* [GIVEN PROBLEM]: Reproduce only the rows from the one containing "The component shall place one marker per instance of the furled" through the last row, both included, keeping every request as it stands. Multiply each point coordinate by 1.9 and round it to a whole number, with halves rounded up.
----- RECORDS
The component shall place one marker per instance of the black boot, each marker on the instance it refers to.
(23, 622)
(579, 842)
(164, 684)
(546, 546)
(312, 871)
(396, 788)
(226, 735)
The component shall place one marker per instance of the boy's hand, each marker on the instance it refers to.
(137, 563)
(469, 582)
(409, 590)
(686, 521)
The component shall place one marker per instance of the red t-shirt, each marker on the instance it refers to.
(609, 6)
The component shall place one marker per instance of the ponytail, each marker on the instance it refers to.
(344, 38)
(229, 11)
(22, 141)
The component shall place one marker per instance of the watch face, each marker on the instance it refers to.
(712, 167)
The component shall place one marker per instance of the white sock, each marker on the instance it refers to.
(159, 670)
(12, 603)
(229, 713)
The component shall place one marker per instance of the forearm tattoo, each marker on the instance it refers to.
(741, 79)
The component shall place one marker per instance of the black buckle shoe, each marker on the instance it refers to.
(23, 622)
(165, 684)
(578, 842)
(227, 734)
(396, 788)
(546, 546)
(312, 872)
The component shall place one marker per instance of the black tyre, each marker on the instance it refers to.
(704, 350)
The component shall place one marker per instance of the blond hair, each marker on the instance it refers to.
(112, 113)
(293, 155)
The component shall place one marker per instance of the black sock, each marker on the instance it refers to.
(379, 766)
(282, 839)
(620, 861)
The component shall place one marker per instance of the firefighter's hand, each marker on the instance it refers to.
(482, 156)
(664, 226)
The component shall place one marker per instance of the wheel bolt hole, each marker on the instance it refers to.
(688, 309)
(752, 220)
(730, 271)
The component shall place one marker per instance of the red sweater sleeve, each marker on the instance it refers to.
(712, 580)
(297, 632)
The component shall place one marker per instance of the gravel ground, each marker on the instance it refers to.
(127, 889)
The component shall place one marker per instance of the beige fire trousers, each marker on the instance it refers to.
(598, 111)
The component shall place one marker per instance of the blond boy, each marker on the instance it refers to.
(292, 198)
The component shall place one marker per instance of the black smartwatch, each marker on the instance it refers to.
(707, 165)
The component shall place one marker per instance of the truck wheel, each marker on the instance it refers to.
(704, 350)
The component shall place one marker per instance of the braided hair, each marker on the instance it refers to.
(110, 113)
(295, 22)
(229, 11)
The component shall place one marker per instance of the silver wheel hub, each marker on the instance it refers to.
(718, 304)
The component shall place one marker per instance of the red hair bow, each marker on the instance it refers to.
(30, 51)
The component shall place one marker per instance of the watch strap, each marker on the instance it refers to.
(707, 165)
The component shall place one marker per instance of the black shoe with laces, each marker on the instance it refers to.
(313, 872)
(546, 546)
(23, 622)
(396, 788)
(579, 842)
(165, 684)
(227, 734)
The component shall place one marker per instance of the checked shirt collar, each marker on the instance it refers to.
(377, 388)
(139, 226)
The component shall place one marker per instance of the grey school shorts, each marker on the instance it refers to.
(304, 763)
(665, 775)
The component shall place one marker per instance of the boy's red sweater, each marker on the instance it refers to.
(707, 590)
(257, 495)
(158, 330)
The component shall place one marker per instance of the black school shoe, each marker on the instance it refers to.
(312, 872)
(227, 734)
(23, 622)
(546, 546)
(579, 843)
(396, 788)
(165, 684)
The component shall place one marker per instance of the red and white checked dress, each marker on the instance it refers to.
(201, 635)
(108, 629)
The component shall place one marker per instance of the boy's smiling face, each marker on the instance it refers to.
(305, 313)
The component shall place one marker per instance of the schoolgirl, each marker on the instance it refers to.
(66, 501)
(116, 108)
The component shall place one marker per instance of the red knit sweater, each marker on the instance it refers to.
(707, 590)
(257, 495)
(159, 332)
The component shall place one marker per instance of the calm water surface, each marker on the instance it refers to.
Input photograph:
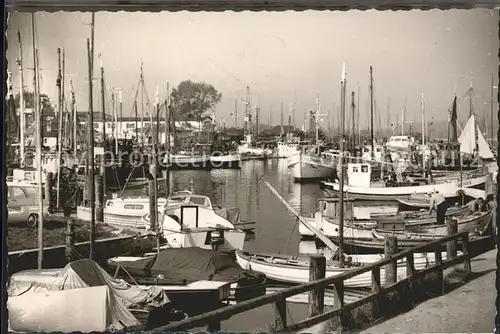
(275, 226)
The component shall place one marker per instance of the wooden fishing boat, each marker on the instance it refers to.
(189, 220)
(295, 269)
(183, 266)
(314, 164)
(151, 306)
(360, 187)
(226, 161)
(327, 221)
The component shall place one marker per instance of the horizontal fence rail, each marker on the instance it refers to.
(213, 319)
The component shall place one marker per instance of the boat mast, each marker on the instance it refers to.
(357, 119)
(38, 121)
(21, 97)
(341, 164)
(90, 157)
(59, 128)
(141, 81)
(167, 140)
(73, 113)
(316, 116)
(353, 110)
(371, 112)
(103, 117)
(281, 124)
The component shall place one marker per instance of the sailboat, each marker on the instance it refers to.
(316, 162)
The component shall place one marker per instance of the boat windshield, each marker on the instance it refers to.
(189, 199)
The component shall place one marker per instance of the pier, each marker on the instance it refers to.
(382, 300)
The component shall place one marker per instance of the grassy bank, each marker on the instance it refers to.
(54, 234)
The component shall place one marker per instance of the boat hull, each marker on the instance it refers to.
(448, 189)
(304, 168)
(288, 269)
(187, 162)
(229, 161)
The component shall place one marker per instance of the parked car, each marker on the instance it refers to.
(22, 206)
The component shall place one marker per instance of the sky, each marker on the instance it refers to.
(283, 57)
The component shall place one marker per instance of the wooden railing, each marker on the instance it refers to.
(316, 288)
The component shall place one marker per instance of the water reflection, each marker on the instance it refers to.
(275, 225)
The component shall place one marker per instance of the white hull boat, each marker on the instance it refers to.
(232, 160)
(187, 161)
(190, 221)
(295, 270)
(307, 167)
(447, 189)
(125, 212)
(286, 150)
(471, 222)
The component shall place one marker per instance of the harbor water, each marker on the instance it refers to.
(276, 229)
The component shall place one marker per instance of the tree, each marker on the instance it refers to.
(190, 100)
(47, 107)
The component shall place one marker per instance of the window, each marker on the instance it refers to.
(133, 207)
(17, 193)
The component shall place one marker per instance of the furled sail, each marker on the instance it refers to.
(467, 138)
(484, 148)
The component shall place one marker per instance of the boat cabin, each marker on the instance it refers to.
(400, 142)
(359, 174)
(189, 199)
(330, 208)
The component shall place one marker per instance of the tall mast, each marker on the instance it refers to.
(75, 120)
(341, 165)
(257, 119)
(63, 108)
(141, 82)
(357, 119)
(281, 120)
(353, 110)
(371, 111)
(316, 116)
(103, 117)
(492, 135)
(423, 119)
(113, 108)
(38, 121)
(21, 97)
(236, 113)
(90, 53)
(59, 128)
(103, 108)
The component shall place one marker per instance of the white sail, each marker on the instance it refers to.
(467, 138)
(484, 148)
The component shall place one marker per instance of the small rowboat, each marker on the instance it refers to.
(295, 269)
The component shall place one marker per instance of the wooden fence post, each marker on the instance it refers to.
(48, 190)
(438, 261)
(390, 248)
(410, 265)
(99, 196)
(70, 239)
(451, 246)
(152, 205)
(376, 287)
(317, 270)
(465, 251)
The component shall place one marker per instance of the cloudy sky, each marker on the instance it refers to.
(283, 56)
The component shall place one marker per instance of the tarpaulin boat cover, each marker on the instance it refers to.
(86, 273)
(186, 265)
(83, 310)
----------
* [ANSWER BELOW]:
The component shall place one marker per instance of the furled sail, each marker on the instance it refers to.
(887, 262)
(920, 281)
The component shall place one marker per instance of the boat cabin, each marker on the instance it refers to.
(760, 270)
(682, 331)
(359, 378)
(627, 395)
The component shall place one marker per instance of the tall mast, each marker on the instance it refers to.
(143, 228)
(648, 314)
(488, 226)
(120, 205)
(268, 156)
(678, 226)
(534, 228)
(671, 209)
(705, 211)
(600, 220)
(196, 222)
(935, 257)
(804, 226)
(215, 205)
(72, 230)
(40, 184)
(448, 215)
(171, 101)
(112, 243)
(196, 205)
The component shall place one marker per instance of the white sail, each marker on the instance it refers to.
(887, 262)
(920, 281)
The component shall place one marker per instance of the small rowboat, each marker on the instance it refers to.
(561, 511)
The component shall place one marker per instance of the wooden fence post, each marker on the instance it refers to.
(91, 361)
(832, 496)
(741, 471)
(779, 504)
(188, 372)
(133, 454)
(857, 467)
(289, 390)
(714, 545)
(602, 513)
(884, 477)
The component shall place one marker per instance of the cloudy sky, each marker on the instance it refers to.
(538, 106)
The component shall place one marker per instance of the tarpaulin boat cover, each marker on the instance it refers to.
(163, 519)
(353, 504)
(158, 589)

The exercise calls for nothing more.